_OBJECTIVE_
Below is a set of entries. Reproduce exactly the lines from the one containing "the woman with" through the end, both included.

____________________

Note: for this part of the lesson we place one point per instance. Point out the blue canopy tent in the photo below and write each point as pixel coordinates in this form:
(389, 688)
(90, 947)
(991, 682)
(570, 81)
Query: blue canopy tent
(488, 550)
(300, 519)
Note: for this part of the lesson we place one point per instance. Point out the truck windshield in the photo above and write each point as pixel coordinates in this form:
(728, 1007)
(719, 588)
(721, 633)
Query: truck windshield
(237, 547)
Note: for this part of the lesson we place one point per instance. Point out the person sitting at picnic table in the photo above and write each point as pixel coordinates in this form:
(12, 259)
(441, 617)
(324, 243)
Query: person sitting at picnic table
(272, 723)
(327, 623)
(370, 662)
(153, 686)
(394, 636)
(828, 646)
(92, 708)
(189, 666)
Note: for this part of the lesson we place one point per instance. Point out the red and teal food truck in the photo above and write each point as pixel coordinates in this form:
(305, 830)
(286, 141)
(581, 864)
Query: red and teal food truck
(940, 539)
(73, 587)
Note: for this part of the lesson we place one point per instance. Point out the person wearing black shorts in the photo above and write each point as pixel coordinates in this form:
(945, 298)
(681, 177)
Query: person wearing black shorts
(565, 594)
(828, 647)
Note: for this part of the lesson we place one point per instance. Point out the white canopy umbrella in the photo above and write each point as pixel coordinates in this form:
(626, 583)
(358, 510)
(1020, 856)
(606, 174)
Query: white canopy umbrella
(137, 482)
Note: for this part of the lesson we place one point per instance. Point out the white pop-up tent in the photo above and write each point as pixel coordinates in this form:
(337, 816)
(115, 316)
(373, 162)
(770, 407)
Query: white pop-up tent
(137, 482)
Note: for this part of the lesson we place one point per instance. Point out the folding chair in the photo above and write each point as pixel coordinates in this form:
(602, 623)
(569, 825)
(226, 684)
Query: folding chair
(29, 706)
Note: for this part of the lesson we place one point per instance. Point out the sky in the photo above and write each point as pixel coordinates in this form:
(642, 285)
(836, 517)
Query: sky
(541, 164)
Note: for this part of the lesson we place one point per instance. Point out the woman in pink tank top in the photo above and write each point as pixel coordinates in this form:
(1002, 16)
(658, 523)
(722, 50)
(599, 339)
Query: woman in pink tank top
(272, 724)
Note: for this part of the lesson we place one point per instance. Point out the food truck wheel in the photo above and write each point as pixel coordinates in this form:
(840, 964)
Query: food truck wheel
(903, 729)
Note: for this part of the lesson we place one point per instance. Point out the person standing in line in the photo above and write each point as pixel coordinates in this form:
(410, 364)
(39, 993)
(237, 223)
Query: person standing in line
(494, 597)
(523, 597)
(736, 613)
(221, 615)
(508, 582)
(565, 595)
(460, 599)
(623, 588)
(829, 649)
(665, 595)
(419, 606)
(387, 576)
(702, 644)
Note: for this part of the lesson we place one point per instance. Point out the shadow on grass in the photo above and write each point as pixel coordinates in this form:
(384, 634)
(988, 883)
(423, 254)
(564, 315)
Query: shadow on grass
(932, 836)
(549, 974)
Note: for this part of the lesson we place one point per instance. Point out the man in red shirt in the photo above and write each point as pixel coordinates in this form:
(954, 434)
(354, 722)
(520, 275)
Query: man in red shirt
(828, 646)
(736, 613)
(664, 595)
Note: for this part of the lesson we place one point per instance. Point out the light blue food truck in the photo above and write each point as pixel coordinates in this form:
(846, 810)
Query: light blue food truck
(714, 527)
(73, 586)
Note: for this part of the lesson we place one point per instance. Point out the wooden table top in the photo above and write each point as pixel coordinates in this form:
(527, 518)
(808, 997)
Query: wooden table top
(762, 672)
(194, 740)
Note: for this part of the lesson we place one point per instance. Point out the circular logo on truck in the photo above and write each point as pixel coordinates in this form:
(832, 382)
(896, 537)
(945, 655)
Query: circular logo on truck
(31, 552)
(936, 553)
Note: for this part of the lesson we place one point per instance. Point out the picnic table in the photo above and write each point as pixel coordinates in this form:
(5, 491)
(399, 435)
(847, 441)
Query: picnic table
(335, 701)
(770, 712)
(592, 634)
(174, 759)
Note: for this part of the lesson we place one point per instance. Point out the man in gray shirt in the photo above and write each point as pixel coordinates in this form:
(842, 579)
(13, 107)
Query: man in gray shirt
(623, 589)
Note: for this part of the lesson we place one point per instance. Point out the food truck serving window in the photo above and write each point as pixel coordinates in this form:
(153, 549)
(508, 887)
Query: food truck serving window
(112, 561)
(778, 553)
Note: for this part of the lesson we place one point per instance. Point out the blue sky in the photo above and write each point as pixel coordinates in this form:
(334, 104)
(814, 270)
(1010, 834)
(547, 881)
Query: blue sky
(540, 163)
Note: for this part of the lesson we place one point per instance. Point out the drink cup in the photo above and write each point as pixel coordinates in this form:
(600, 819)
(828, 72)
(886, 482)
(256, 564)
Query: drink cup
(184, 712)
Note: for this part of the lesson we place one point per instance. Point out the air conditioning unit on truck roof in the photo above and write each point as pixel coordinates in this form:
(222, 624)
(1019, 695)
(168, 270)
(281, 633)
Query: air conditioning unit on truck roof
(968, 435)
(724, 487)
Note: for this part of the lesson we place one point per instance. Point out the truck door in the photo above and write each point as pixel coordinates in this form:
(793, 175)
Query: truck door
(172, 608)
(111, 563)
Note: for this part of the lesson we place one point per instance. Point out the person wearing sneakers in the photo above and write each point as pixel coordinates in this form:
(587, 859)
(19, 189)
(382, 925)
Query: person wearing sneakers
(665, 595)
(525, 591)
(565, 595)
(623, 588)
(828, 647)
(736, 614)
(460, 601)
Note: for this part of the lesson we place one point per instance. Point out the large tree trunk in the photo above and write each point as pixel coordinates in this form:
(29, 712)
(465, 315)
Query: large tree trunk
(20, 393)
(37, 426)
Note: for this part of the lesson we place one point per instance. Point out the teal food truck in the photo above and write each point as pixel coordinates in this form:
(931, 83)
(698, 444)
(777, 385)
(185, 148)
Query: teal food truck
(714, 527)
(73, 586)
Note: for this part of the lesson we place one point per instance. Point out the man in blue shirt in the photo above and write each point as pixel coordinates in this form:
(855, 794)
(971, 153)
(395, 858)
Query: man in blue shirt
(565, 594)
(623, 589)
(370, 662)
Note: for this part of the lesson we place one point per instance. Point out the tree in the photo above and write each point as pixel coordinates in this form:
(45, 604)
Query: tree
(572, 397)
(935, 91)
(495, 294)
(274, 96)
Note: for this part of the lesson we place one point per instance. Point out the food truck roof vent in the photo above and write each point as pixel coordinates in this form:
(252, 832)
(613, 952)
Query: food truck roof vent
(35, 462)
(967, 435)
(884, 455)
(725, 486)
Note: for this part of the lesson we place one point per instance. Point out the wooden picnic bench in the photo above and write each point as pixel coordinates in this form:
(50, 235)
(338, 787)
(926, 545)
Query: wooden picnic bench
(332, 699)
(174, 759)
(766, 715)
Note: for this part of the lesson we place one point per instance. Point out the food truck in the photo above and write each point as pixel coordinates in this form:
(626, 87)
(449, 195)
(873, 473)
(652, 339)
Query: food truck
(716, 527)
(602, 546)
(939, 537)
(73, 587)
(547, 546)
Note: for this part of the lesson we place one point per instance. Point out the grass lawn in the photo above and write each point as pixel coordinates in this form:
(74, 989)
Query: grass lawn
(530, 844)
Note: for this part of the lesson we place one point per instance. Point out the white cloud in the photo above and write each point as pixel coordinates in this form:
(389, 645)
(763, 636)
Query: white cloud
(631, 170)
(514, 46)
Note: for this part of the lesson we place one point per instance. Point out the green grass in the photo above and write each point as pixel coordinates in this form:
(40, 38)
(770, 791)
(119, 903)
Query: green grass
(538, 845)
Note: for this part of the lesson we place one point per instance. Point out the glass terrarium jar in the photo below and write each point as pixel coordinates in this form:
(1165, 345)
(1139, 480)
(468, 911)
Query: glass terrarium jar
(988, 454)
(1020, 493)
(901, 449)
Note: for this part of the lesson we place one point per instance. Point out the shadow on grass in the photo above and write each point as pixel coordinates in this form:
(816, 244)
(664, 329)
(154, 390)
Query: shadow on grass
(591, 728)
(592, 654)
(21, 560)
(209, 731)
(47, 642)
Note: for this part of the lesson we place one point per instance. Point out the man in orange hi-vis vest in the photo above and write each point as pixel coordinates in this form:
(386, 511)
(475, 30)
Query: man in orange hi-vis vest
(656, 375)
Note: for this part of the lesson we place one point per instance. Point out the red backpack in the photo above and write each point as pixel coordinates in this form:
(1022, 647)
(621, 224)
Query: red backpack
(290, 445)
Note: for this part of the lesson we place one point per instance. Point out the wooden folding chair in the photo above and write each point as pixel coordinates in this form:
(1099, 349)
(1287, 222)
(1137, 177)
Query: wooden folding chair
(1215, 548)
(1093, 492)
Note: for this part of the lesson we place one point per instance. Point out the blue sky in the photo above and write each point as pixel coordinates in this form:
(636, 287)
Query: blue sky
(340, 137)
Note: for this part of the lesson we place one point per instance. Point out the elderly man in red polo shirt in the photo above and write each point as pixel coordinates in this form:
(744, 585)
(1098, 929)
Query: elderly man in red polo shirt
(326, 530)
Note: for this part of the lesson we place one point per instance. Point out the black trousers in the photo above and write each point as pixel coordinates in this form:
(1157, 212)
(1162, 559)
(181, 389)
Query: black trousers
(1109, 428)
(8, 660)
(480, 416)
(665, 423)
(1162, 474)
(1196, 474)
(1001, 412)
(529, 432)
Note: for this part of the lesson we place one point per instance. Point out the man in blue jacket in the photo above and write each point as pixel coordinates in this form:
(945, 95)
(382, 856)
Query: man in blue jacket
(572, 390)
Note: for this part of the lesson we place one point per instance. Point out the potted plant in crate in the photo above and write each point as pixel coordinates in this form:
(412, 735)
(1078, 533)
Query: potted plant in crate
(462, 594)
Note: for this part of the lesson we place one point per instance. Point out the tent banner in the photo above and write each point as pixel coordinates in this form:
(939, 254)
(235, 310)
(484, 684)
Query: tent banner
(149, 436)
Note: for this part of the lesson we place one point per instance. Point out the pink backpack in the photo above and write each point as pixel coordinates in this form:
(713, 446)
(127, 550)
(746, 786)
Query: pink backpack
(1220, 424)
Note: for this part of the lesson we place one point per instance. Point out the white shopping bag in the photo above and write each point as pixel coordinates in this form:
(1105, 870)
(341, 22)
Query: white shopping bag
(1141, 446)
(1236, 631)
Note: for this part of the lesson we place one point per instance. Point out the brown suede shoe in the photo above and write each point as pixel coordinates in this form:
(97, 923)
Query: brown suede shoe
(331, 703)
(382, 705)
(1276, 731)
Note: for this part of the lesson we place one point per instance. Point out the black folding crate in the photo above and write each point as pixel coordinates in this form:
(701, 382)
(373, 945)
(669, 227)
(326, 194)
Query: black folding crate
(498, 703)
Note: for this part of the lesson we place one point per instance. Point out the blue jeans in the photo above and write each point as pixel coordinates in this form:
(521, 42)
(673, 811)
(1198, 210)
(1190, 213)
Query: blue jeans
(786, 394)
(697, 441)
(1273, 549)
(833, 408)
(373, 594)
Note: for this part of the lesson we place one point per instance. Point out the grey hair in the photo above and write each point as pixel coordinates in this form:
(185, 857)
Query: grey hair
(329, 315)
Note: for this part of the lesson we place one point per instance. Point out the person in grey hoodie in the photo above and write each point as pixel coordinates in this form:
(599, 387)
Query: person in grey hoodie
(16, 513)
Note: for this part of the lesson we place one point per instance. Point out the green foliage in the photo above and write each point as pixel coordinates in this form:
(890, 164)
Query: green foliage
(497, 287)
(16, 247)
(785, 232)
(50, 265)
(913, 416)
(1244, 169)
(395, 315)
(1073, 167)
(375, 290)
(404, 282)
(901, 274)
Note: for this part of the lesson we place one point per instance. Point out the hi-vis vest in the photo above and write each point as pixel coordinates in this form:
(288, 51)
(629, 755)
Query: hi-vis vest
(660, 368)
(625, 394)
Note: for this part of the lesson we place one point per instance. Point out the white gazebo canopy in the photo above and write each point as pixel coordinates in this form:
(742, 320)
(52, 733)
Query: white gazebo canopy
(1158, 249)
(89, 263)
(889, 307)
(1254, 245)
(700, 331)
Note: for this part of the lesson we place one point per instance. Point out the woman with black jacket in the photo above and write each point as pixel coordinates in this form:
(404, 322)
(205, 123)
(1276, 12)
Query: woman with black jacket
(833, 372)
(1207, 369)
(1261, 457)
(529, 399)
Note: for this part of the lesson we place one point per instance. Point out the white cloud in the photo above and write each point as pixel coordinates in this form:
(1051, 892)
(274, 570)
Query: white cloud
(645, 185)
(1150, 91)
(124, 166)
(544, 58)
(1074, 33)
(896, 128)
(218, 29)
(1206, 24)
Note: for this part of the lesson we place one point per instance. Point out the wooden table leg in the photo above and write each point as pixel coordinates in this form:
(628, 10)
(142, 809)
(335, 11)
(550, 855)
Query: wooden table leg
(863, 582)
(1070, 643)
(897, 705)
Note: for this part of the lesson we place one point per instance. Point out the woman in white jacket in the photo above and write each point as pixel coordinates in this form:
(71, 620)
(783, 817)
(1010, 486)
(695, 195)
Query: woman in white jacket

____________________

_RESULT OF THE TASK_
Note: for this part of the lesson we place one point per instance. Point out the woman with black jacket in the photo above and write each point as pixel coordinates in this form:
(404, 322)
(205, 123)
(1276, 12)
Query: woman with black jacket
(833, 372)
(1207, 369)
(1261, 457)
(529, 399)
Note: for this part of the lesson we place one point per instance. Point out the white cloud in the photo above and write each point as pixel coordinates in this form:
(1051, 892)
(274, 570)
Query: white cloud
(645, 185)
(1150, 91)
(124, 166)
(544, 58)
(1074, 33)
(896, 128)
(218, 29)
(1206, 24)
Note: for this part of the lesson we place one point per instance. Point out the wooden table leg in the photo above and write each point as pixel coordinates in this form:
(628, 10)
(142, 809)
(335, 11)
(550, 855)
Query: wooden table leg
(863, 582)
(1070, 643)
(897, 705)
Note: for this part of the lesson we place one point per instance. Point out the woman in white jacket in the photo above and write each point as pixel coordinates in this form:
(71, 620)
(783, 817)
(1010, 486)
(695, 195)
Query: woman in white jacket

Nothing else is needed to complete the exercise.